First, “just buy TD” ignores why investors are using these products.

Herlaar argues that an investor who wants TD exposure should simply buy TD stock. In a vacuum, that sounds reasonable. But it assumes the only reason to hold a single-stock ETF is to replicate ownership of the underlying company. That is not what many investors are trying to do.

Investors are using yield-enhanced single-stock ETFs as a deliberate trade. They are accepting partially capped upside in exchange for monthly income, option premium and a different return path than simply owning the stock outright. It is a conscious preference for cash flow over pure terminal wealth maximization. The same preference drives demand for dividend stocks, bond ladders and annuities.

Telling a younger investor building a financial independence, retire early income portfolio to just buy stocks  is similar to telling a retiree to just sell shares instead of owning dividend payers. On a spreadsheet, the two approaches may appear comparable. Behaviourally, tax-wise and emotionally, they are not the same.

SHORT PROBLEM: In the passage on yield-enhanced single-stock ETFs, what do investors accept in exchange for monthly income, option premium and a different return path than owning the stock outright? The items that come next have no role in this exercise.

RECORDS SUPPLIED:
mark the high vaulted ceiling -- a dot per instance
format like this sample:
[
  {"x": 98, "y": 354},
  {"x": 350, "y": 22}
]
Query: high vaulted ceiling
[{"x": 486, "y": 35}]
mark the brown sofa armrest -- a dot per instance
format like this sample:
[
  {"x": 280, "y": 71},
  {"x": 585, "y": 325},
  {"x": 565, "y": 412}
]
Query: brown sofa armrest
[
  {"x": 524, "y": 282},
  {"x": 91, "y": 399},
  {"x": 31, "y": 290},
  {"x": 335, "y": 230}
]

TASK OUTPUT: Partially capped upside.